→ WORK TO COMPLETE
Edit the data below so that every "Point out every instance of" becomes "Mark each occurrence of", keeping all other text the same. Leave the pictures out of your output.

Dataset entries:
## BEGIN
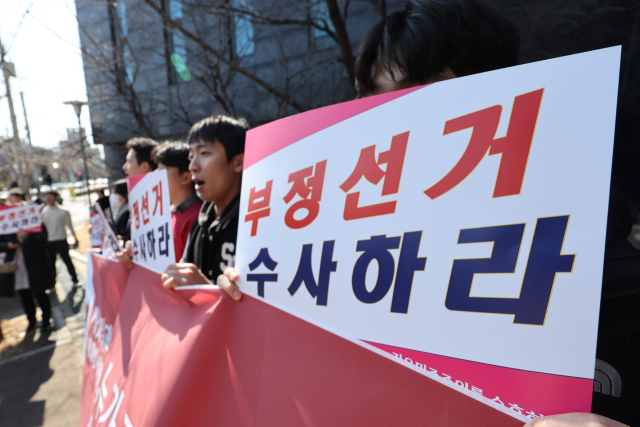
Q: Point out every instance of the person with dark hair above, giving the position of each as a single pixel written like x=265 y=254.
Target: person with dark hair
x=139 y=159
x=185 y=204
x=58 y=221
x=430 y=41
x=31 y=280
x=119 y=200
x=217 y=156
x=427 y=42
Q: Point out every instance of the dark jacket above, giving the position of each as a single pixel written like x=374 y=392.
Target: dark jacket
x=212 y=242
x=35 y=254
x=7 y=281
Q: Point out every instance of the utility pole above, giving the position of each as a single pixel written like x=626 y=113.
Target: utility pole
x=8 y=71
x=26 y=122
x=77 y=107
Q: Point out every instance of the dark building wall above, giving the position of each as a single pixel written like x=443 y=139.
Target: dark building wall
x=548 y=29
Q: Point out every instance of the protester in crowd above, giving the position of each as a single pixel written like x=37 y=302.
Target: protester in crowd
x=37 y=200
x=104 y=203
x=185 y=204
x=217 y=155
x=31 y=279
x=427 y=42
x=138 y=160
x=119 y=200
x=58 y=221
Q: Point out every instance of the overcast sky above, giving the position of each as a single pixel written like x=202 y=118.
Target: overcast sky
x=44 y=46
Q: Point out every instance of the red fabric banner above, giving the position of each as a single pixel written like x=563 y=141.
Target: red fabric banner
x=200 y=358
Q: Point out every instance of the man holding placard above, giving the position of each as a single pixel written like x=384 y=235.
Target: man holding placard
x=217 y=154
x=390 y=59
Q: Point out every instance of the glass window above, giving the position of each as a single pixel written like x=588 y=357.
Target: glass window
x=319 y=13
x=126 y=51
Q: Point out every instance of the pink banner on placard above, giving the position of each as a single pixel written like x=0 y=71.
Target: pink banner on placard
x=562 y=394
x=199 y=358
x=22 y=217
x=266 y=140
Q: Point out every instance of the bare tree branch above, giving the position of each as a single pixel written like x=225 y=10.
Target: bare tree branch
x=266 y=86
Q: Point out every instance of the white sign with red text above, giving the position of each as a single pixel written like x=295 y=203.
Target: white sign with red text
x=459 y=227
x=110 y=243
x=150 y=216
x=96 y=230
x=16 y=218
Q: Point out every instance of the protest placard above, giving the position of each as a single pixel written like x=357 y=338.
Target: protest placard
x=158 y=359
x=97 y=229
x=110 y=244
x=455 y=226
x=151 y=231
x=16 y=218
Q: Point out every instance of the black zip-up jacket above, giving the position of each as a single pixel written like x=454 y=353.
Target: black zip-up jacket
x=212 y=242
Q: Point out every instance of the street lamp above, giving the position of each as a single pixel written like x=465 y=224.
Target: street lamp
x=77 y=107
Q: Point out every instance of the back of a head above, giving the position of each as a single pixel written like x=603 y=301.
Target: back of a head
x=230 y=132
x=172 y=154
x=468 y=36
x=143 y=147
x=120 y=187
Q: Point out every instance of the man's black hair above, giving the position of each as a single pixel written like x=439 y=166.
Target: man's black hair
x=172 y=154
x=468 y=36
x=230 y=132
x=120 y=187
x=142 y=147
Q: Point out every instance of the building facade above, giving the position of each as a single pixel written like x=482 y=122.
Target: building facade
x=146 y=77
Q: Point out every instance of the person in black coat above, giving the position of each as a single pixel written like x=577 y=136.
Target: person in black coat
x=33 y=258
x=119 y=199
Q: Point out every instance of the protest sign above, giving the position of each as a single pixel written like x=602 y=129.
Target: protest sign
x=454 y=226
x=196 y=358
x=151 y=231
x=96 y=230
x=16 y=218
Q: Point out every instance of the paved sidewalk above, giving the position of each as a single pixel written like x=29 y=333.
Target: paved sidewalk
x=41 y=377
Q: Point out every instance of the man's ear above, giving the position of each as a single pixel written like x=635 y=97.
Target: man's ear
x=238 y=162
x=185 y=178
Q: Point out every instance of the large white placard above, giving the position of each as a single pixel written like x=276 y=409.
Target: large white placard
x=465 y=219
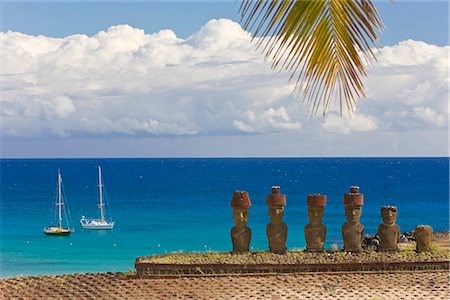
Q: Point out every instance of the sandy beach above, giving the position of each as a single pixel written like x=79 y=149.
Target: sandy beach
x=371 y=285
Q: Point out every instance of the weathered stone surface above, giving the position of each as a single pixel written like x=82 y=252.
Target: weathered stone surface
x=424 y=238
x=240 y=234
x=315 y=231
x=276 y=230
x=389 y=232
x=353 y=230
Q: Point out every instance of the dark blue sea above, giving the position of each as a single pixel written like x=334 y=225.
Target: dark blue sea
x=167 y=205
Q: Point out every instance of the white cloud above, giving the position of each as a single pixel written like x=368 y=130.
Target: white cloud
x=345 y=125
x=128 y=82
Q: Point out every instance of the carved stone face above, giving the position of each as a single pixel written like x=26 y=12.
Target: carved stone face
x=276 y=213
x=389 y=216
x=240 y=217
x=315 y=215
x=424 y=238
x=353 y=213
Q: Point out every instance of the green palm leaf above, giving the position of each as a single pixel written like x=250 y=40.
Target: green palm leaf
x=322 y=42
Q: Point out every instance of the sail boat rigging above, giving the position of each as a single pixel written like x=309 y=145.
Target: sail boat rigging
x=99 y=224
x=59 y=230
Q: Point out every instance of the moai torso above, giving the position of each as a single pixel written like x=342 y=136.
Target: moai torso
x=240 y=238
x=389 y=236
x=352 y=235
x=389 y=232
x=277 y=234
x=353 y=230
x=424 y=238
x=240 y=234
x=315 y=231
x=276 y=230
x=315 y=237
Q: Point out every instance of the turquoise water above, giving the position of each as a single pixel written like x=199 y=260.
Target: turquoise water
x=166 y=205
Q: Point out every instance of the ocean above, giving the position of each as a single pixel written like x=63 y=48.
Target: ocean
x=167 y=205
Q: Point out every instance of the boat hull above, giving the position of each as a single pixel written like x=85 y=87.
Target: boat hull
x=98 y=227
x=96 y=224
x=58 y=231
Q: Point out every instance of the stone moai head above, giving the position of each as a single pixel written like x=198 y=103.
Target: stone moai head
x=389 y=214
x=353 y=202
x=240 y=202
x=424 y=238
x=316 y=203
x=276 y=202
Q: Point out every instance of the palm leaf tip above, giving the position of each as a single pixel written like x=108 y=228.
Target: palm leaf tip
x=322 y=42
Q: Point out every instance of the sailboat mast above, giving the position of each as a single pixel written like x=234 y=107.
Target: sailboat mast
x=100 y=190
x=59 y=200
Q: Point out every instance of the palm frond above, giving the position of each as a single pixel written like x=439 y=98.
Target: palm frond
x=322 y=42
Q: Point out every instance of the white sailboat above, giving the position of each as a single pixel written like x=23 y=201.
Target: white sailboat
x=98 y=224
x=59 y=230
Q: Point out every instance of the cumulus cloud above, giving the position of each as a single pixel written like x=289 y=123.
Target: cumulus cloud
x=128 y=82
x=345 y=125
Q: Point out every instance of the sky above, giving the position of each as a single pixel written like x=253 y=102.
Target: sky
x=182 y=79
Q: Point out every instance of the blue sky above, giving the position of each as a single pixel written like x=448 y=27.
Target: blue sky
x=181 y=79
x=419 y=20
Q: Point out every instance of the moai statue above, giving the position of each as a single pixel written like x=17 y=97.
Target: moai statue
x=240 y=234
x=424 y=238
x=315 y=231
x=389 y=232
x=276 y=229
x=352 y=230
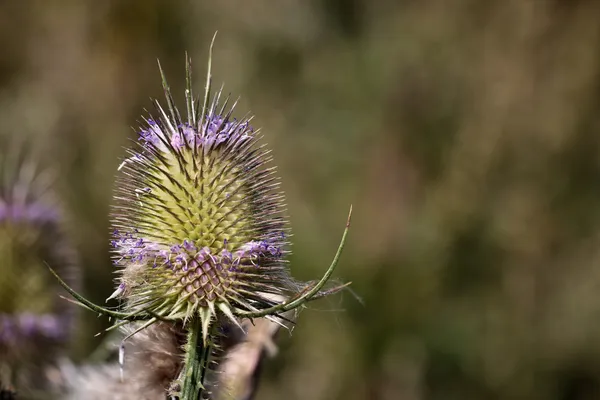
## END
→ TASK RESPONSE
Q: Mark each occurrence of the person with dark hair above, giving the position of each as a single pixel written like x=265 y=254.
Target: person with dark hair
x=139 y=159
x=185 y=204
x=58 y=221
x=430 y=41
x=31 y=280
x=119 y=200
x=217 y=156
x=427 y=42
Q: Mark each occurrence of the dark jacket above, giving the position of each as a single pixel written like x=374 y=392.
Target: dark jacket
x=212 y=242
x=35 y=254
x=7 y=281
Q: Mark each occurrence of the utility pole above, giving the position of each as a single pixel written like x=626 y=113.
Target: utility pole
x=8 y=71
x=26 y=122
x=77 y=107
Q: Mark each occurrence of the dark building wall above, giving the position of each as a single pixel written like x=443 y=139.
Target: dark building wall
x=548 y=29
Q: Mark each occurrence of the protester in crowd above, giving the position of each as a single pixel written like x=37 y=302.
Target: protester in crowd
x=37 y=200
x=104 y=203
x=185 y=204
x=217 y=155
x=31 y=279
x=427 y=42
x=138 y=160
x=119 y=200
x=58 y=221
Q: Mark each occurrence of the overcast sky above, giving the position of each as a single pixel written like x=202 y=118.
Target: overcast sky
x=44 y=46
Q: Mark each occurrence of the red fabric banner above, giving the position of each as a single pixel written like x=563 y=141.
Target: red fabric banner
x=200 y=358
Q: Mark each occurrence of the man holding placard above, giving the position of each as a single pixel written like x=384 y=235.
Target: man holding placard
x=217 y=154
x=390 y=59
Q: Mark each occurrence of the glass window above, giving the position of each as a single pixel written like x=588 y=357.
Target: glass window
x=319 y=13
x=126 y=51
Q: Mark each occurrence of the pink banner on placard above, giving the position of each as a single pixel written like x=0 y=71.
Target: pink banner on placard
x=562 y=394
x=199 y=358
x=22 y=217
x=266 y=140
Q: Mark each occurrence of the bare tree branch above, giving the position of each as a single pixel written like x=225 y=10.
Target: bare tree branch
x=266 y=86
Q: Mark each occurrence of the white sign with red text above, giving the position of each as a single pixel written like x=295 y=203.
Target: white sign with red text
x=459 y=227
x=110 y=243
x=150 y=216
x=96 y=230
x=16 y=218
Q: Mark each occurrence of the protest placard above, giving the position of each as a single pixel written like x=357 y=338.
Target: protest placard
x=158 y=359
x=97 y=229
x=110 y=244
x=455 y=226
x=151 y=231
x=16 y=218
Q: Mark each occurrence of the black zip-up jacket above, giving the position of each as a single pixel written like x=454 y=353.
Target: black zip-up jacket
x=212 y=242
Q: Mark each occurrence of the street lamp above, giving the position of each as a single pixel written like x=465 y=224.
Target: street lamp
x=77 y=107
Q: Mark each occurrence of the back of a head above, giving the position of each as a single pixel written like x=603 y=301.
Target: back of a head
x=230 y=132
x=172 y=154
x=468 y=36
x=143 y=147
x=120 y=187
Q: Mark each occurrence of the man's black hair above, giving the position of each as a single pixel written like x=439 y=166.
Target: man's black hair
x=172 y=154
x=468 y=36
x=230 y=132
x=120 y=187
x=142 y=147
Q: Mark each occurrence of the building facade above, giving the position of each as a single pixel written like x=482 y=122.
Target: building facade
x=146 y=77
Q: Mark each occurrence of the person in black coat above, giving the position of each as a single pixel written like x=577 y=136.
Target: person in black coat
x=33 y=258
x=119 y=199
Q: Mark each occurrence of the protest sign above, giving the position of each as a single pixel written like x=602 y=129.
Target: protest sign
x=454 y=226
x=196 y=358
x=151 y=231
x=96 y=230
x=16 y=218
Q: Mark each occurrence of the paved sidewalk above, giving the position of each as a single pixel written like x=29 y=333.
Target: paved sidewalk
x=41 y=377
Q: Mark each occurrence of the man's ear above, giving the position of each as a single pixel written like x=635 y=97.
Target: man's ear
x=238 y=162
x=185 y=178
Q: Mark each occurrence of the large white placard above, giving the position of each as a single pixel written like x=276 y=409.
Target: large white placard
x=465 y=219
Q: Mark each occurrence of the sandy beach above, giving the position of each as a single pixel written like x=79 y=149.
Target: sandy beach
x=371 y=285
Q: Mark each occurrence of the weathered stone surface above, giving the position of each as a single pixel written like x=82 y=252.
Target: weathered stone surface
x=424 y=238
x=240 y=234
x=315 y=231
x=276 y=230
x=389 y=232
x=353 y=230
Q: Mark each occurrence of the dark blue sea above, giving the position of each as a single pixel written like x=334 y=225.
Target: dark blue sea
x=167 y=205
Q: Mark each occurrence of the white cloud above, giving the position of each as a single pixel written like x=368 y=130.
Target: white cloud
x=345 y=125
x=128 y=82
Q: Mark each occurrence of the carved stone face above, giving the position of each as a single pixel written like x=26 y=12.
Target: carved stone face
x=276 y=213
x=389 y=216
x=240 y=217
x=315 y=215
x=424 y=238
x=353 y=213
Q: Mark each occurrence of the green palm leaf above, giving the position of each as a single pixel written like x=250 y=40.
Target: green palm leaf
x=322 y=42
Q: Mark each occurrence of the sail boat rigging above, giving the position of each as a single pixel written like x=309 y=145.
Target: sail boat rigging
x=99 y=224
x=59 y=230
Q: Mark each occurrence of the moai torso above, giving the position of each as a single pixel written like x=342 y=136.
Target: moai torso
x=240 y=238
x=389 y=236
x=352 y=235
x=389 y=232
x=277 y=234
x=353 y=230
x=424 y=238
x=240 y=234
x=315 y=231
x=276 y=230
x=315 y=237
Q: Mark each occurrence of the turquoise water above, giving the position of each as a single pixel written like x=199 y=260.
Target: turquoise water
x=166 y=205
Q: Mark each occurrence of the ocean above, giving the position of each as a single pixel written like x=63 y=48.
Target: ocean
x=167 y=205
Q: Mark each occurrence of the boat hull above, giving the position of each as a single pixel written like x=85 y=87.
Target: boat hull
x=98 y=227
x=96 y=224
x=58 y=231
Q: Mark each occurrence of the stone moai head above, giving the position of each as a single pixel written like x=198 y=103.
Target: stone moai head
x=389 y=214
x=353 y=202
x=240 y=202
x=424 y=238
x=316 y=203
x=276 y=202
Q: Mark each occurrence of the palm leaf tip above, giving the position of each as a single pixel written like x=108 y=228.
Target: palm leaf tip
x=322 y=42
Q: Mark each occurrence of the sailboat mast above, giving the position of each as a single pixel written like x=234 y=107.
Target: sailboat mast
x=100 y=190
x=59 y=200
Q: Mark each occurrence of the palm frond above, giving the position of each as a single pixel written like x=439 y=98.
Target: palm frond
x=322 y=42
Q: Mark each occurrence of the white sailboat above, giving the position of each as a single pixel written like x=23 y=201.
Target: white sailboat
x=98 y=224
x=59 y=230
Q: Mark each occurrence of the cumulus cloud above, giving the position of each as a single pixel written like x=289 y=123.
Target: cumulus cloud
x=128 y=82
x=345 y=125
Q: Mark each occurrence of the sky above, giving the position of each as a single pixel written like x=253 y=102.
Target: sky
x=182 y=79
Q: Mark each occurrence of the blue sky above, giving the position of each as a single pixel written like x=448 y=27.
Target: blue sky
x=181 y=79
x=419 y=20
Q: Mark each occurrence of the moai statue above, giving the position of each as a single pixel written like x=17 y=97.
Target: moai statue
x=240 y=234
x=424 y=238
x=315 y=231
x=389 y=232
x=276 y=229
x=352 y=230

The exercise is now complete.